==== INPUT ROWS ====
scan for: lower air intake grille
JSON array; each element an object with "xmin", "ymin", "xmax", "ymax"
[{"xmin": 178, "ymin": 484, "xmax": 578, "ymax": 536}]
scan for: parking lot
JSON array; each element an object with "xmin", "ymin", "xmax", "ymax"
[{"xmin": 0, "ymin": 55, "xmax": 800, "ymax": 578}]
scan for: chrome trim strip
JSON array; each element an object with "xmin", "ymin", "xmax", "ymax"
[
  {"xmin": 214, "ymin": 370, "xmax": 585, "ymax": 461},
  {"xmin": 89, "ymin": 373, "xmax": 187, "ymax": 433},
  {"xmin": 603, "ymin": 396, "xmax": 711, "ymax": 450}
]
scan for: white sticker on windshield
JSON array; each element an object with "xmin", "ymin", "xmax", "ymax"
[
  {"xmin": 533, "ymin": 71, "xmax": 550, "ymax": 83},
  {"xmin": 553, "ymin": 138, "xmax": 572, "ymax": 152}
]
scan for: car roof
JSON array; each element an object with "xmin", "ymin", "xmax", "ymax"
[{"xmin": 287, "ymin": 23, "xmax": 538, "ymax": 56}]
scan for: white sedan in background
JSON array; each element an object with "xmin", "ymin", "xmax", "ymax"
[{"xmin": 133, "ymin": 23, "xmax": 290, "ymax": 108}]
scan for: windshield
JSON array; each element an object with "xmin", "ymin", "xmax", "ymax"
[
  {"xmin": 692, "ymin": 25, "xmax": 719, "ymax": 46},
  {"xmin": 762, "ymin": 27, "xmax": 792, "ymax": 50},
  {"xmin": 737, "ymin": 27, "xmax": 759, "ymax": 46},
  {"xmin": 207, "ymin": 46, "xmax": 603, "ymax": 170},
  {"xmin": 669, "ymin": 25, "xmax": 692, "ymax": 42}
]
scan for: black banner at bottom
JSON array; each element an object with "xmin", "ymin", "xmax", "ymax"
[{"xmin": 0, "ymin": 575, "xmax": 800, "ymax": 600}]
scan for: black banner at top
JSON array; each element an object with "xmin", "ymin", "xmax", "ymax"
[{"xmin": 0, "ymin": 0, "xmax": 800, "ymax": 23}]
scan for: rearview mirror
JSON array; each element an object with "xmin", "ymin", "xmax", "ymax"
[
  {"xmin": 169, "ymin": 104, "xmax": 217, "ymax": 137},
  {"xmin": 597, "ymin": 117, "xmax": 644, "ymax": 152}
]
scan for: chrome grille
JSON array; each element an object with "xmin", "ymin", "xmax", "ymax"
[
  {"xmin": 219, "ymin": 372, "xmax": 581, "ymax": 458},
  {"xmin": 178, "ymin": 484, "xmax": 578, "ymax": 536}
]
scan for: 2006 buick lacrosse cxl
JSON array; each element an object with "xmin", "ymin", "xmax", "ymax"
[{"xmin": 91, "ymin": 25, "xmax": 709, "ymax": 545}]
====
# [WRITTEN TASK]
Please reproduce every one of the rows above verbatim.

# [EXPECTED OUTPUT]
scan for: lower air intake grille
JSON array; each element an object with "xmin", "ymin", "xmax", "ymax"
[{"xmin": 178, "ymin": 484, "xmax": 578, "ymax": 536}]
scan for: parking lot
JSON array; each element an object with "xmin", "ymin", "xmax", "ymax"
[{"xmin": 0, "ymin": 55, "xmax": 800, "ymax": 578}]
scan for: chrome trim strip
JSON array; each element an object with "xmin", "ymin", "xmax", "ymax"
[
  {"xmin": 214, "ymin": 370, "xmax": 585, "ymax": 461},
  {"xmin": 89, "ymin": 373, "xmax": 187, "ymax": 433},
  {"xmin": 603, "ymin": 396, "xmax": 711, "ymax": 450}
]
scan for: white sticker on windshield
JSON array; each element an object with "xmin", "ymin", "xmax", "ymax"
[
  {"xmin": 533, "ymin": 71, "xmax": 550, "ymax": 83},
  {"xmin": 553, "ymin": 138, "xmax": 572, "ymax": 152}
]
scan for: car roof
JSON array; each element an object with "xmin", "ymin", "xmax", "ymax"
[{"xmin": 287, "ymin": 23, "xmax": 538, "ymax": 56}]
scan for: white sedan in background
JSON array; each element an object with "xmin", "ymin", "xmax", "ymax"
[{"xmin": 133, "ymin": 23, "xmax": 290, "ymax": 108}]
scan for: windshield
JSON array; each element an object with "xmin", "ymin", "xmax", "ymax"
[
  {"xmin": 692, "ymin": 25, "xmax": 719, "ymax": 46},
  {"xmin": 762, "ymin": 27, "xmax": 792, "ymax": 50},
  {"xmin": 737, "ymin": 27, "xmax": 759, "ymax": 46},
  {"xmin": 207, "ymin": 46, "xmax": 603, "ymax": 170},
  {"xmin": 669, "ymin": 25, "xmax": 692, "ymax": 42}
]
scan for: black banner at bottom
JSON array; each element an object with "xmin", "ymin", "xmax", "ymax"
[{"xmin": 0, "ymin": 575, "xmax": 800, "ymax": 600}]
scan for: black banner at top
JSON array; each element an object with "xmin", "ymin", "xmax", "ymax"
[{"xmin": 0, "ymin": 0, "xmax": 800, "ymax": 23}]
scan for: rearview mirror
JSON array; each element an object with "xmin", "ymin", "xmax", "ymax"
[
  {"xmin": 169, "ymin": 104, "xmax": 217, "ymax": 137},
  {"xmin": 597, "ymin": 117, "xmax": 644, "ymax": 152}
]
scan for: chrome grille
JSON array; each element an object with "xmin", "ymin", "xmax", "ymax"
[
  {"xmin": 219, "ymin": 372, "xmax": 581, "ymax": 458},
  {"xmin": 178, "ymin": 484, "xmax": 578, "ymax": 536}
]
scan for: 2006 buick lacrosse cxl
JSON array; each element an object with "xmin", "ymin", "xmax", "ymax"
[{"xmin": 91, "ymin": 25, "xmax": 709, "ymax": 545}]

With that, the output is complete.